**Data supplied**
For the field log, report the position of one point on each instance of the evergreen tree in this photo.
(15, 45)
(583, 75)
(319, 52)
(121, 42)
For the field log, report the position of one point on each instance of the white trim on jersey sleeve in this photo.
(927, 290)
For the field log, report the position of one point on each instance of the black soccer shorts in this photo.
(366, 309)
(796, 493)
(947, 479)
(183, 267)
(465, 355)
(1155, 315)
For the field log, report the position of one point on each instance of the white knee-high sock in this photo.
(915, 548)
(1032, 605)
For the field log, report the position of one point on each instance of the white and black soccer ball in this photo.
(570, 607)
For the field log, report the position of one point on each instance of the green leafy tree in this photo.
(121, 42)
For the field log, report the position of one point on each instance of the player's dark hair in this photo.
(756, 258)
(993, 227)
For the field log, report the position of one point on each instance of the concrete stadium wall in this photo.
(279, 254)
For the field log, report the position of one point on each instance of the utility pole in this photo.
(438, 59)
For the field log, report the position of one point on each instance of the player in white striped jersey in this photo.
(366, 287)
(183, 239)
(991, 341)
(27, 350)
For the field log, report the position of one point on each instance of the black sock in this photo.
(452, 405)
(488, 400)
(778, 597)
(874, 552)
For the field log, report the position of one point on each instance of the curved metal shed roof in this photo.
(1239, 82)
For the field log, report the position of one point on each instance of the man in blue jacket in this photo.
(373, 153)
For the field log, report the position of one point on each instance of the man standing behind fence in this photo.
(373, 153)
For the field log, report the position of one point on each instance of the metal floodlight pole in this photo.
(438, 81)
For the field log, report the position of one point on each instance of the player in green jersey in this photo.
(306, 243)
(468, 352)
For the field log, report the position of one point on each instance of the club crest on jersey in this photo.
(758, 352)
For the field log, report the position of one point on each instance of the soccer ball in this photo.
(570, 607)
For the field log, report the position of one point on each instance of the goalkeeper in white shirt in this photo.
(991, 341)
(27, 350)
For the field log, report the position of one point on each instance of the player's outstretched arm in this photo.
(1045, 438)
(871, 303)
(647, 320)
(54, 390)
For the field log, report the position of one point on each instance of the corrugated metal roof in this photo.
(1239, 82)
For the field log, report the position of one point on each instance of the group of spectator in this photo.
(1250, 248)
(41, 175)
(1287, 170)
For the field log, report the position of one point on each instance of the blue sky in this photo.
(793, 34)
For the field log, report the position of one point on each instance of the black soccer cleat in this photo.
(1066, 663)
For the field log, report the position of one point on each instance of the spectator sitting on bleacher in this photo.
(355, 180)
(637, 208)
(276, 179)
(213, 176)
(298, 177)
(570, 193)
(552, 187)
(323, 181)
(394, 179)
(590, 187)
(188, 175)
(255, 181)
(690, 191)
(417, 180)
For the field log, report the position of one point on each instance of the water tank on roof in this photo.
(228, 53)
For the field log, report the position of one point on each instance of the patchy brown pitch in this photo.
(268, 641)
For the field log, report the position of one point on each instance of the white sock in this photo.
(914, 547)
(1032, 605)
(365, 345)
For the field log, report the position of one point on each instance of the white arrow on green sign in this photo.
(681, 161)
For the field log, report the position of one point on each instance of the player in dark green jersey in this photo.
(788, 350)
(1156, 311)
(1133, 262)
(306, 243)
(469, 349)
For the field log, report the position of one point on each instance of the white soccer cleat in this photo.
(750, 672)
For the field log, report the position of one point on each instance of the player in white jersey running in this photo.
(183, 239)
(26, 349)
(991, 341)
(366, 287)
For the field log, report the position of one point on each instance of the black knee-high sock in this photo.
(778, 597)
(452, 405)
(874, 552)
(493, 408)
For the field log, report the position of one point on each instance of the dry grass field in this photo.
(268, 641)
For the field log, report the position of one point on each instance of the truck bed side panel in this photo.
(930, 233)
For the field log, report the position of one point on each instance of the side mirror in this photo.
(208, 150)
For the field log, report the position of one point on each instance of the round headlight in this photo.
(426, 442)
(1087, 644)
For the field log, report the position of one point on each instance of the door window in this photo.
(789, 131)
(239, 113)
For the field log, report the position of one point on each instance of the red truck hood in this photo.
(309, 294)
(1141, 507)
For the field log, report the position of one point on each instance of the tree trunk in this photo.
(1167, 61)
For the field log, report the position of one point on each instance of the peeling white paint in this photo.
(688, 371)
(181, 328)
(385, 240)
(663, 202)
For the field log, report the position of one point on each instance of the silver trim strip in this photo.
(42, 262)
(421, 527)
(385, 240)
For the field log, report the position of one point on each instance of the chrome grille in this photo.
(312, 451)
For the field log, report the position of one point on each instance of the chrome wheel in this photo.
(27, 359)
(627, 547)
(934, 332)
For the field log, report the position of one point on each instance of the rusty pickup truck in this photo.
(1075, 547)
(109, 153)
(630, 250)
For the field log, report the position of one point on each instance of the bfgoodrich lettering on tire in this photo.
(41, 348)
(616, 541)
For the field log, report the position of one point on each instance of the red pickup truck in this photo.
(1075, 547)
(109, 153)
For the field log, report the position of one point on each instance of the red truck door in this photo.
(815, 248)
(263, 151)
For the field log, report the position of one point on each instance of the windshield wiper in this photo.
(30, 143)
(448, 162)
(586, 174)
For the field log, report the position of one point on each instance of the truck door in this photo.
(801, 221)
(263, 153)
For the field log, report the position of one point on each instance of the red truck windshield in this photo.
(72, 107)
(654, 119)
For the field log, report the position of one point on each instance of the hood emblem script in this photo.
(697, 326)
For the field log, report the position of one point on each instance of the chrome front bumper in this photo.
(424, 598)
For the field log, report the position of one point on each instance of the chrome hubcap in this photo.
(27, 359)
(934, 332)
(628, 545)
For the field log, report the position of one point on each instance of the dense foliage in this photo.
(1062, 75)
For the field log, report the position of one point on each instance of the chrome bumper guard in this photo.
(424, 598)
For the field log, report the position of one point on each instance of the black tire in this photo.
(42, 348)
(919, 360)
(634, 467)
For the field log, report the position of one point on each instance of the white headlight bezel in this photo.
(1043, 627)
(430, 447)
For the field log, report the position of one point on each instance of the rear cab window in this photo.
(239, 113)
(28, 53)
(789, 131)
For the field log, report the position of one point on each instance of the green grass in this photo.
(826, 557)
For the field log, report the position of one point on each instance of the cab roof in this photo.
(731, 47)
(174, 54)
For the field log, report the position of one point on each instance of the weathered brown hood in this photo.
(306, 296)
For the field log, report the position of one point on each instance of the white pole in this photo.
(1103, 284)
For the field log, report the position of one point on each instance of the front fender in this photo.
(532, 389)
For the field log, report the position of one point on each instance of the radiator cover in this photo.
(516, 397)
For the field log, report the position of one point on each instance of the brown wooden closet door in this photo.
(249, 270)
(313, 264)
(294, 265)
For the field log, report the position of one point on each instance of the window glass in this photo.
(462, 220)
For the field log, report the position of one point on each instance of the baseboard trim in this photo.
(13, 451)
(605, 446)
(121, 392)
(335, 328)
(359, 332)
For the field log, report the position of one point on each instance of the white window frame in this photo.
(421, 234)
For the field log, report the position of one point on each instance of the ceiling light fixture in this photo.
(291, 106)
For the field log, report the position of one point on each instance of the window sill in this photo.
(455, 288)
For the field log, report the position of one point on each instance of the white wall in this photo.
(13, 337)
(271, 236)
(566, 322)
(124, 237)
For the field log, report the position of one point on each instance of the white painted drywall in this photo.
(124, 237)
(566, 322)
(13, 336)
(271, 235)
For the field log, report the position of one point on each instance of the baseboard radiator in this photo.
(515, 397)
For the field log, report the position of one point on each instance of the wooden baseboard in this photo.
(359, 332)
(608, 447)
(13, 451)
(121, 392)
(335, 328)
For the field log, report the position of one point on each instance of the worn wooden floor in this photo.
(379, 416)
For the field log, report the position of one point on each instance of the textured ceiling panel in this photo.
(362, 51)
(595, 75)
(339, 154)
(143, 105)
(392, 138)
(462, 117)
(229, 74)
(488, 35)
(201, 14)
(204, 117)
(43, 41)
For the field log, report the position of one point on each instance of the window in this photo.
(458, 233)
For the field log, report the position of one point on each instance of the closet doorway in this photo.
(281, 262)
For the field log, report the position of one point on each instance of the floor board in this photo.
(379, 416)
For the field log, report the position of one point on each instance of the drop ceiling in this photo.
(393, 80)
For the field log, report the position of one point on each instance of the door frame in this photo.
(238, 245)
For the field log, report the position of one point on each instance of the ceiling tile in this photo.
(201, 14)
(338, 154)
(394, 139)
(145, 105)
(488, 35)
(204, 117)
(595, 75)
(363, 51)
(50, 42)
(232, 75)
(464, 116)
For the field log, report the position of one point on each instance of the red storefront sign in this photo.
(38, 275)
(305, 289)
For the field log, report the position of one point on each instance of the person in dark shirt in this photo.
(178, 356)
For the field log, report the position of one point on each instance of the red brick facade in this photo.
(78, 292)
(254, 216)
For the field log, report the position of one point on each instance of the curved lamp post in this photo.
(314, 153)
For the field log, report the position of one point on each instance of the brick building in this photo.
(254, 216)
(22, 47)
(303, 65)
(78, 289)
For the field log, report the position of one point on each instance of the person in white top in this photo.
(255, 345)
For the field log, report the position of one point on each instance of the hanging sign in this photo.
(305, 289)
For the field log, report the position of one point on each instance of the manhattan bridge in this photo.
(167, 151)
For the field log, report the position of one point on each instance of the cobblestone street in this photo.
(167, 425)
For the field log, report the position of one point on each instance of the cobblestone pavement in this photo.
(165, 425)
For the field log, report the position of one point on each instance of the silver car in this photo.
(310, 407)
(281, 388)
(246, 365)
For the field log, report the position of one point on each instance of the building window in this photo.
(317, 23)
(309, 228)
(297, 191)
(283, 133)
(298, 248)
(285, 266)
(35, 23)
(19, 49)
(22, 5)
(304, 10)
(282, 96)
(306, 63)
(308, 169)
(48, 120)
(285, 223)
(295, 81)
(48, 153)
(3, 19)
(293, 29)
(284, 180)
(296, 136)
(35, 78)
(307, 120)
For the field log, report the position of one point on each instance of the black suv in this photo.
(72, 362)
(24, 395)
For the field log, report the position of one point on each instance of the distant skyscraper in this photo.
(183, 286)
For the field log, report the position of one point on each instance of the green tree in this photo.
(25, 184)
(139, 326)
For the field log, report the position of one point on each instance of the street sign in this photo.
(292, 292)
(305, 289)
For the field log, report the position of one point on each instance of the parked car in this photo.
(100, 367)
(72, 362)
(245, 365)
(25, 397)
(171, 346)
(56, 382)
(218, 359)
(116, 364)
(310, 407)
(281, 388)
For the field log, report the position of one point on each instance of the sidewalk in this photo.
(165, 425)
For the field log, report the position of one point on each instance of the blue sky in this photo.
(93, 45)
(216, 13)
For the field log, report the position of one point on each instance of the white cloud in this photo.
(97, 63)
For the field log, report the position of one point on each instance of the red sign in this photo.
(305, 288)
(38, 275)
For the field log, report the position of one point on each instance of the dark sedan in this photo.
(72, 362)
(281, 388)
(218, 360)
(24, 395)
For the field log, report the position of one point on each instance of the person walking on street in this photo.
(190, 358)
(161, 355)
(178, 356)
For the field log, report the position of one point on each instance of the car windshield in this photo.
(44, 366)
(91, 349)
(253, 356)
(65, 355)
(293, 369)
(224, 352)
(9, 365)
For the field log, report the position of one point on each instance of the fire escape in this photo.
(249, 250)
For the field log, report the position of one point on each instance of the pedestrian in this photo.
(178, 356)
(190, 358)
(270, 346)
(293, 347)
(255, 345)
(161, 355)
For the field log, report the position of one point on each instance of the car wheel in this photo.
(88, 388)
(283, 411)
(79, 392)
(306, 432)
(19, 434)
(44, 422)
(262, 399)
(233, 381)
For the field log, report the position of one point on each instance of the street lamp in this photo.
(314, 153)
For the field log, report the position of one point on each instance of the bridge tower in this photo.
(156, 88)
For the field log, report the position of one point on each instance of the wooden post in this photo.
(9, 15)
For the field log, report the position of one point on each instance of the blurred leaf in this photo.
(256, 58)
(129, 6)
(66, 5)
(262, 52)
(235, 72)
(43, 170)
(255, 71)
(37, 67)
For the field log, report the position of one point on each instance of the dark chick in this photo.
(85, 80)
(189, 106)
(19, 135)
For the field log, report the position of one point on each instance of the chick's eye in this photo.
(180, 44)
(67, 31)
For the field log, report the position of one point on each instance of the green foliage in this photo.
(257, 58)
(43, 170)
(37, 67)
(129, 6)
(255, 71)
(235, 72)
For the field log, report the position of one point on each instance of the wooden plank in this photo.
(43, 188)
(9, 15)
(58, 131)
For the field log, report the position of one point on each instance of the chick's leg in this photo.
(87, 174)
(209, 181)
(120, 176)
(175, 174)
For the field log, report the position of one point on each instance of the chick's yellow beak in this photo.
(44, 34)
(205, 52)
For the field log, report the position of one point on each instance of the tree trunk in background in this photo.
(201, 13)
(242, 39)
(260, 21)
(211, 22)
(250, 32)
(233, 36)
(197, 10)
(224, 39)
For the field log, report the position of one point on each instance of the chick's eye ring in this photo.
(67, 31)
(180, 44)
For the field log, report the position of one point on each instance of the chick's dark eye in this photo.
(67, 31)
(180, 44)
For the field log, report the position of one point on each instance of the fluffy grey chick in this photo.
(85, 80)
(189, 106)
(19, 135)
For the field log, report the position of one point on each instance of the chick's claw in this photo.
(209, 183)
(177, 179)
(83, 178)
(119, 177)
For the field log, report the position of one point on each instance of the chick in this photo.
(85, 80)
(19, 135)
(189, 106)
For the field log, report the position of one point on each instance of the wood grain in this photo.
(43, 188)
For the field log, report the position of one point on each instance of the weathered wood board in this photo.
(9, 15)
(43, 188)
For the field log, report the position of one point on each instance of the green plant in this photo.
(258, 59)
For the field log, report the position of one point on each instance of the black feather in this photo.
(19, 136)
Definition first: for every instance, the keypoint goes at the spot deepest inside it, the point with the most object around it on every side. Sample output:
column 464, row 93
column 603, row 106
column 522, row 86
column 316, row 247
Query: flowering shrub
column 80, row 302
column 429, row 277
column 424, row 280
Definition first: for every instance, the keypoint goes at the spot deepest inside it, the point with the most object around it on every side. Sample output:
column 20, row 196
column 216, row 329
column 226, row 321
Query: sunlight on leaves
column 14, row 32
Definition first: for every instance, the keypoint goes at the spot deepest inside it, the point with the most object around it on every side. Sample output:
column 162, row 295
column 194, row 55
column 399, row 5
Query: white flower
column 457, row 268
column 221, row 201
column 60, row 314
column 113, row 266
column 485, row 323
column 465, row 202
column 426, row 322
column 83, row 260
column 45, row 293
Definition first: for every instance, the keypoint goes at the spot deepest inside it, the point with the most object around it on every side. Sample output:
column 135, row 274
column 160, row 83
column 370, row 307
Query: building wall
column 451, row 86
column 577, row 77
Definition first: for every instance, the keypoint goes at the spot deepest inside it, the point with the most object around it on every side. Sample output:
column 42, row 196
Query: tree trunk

**Exercise directions**
Pick out every line above that contains the word "hood", and copy each one in full. Case counts, so a line counts only if the letters match in case too.

**Full output**
For the field log, report the position of one point on each instance of the red truck hood in this photo.
For the field log, report the position of one point on each instance of the hood emblem script in this photo.
For the field log, report the position of one point on each instance of the weathered brown hood in this photo.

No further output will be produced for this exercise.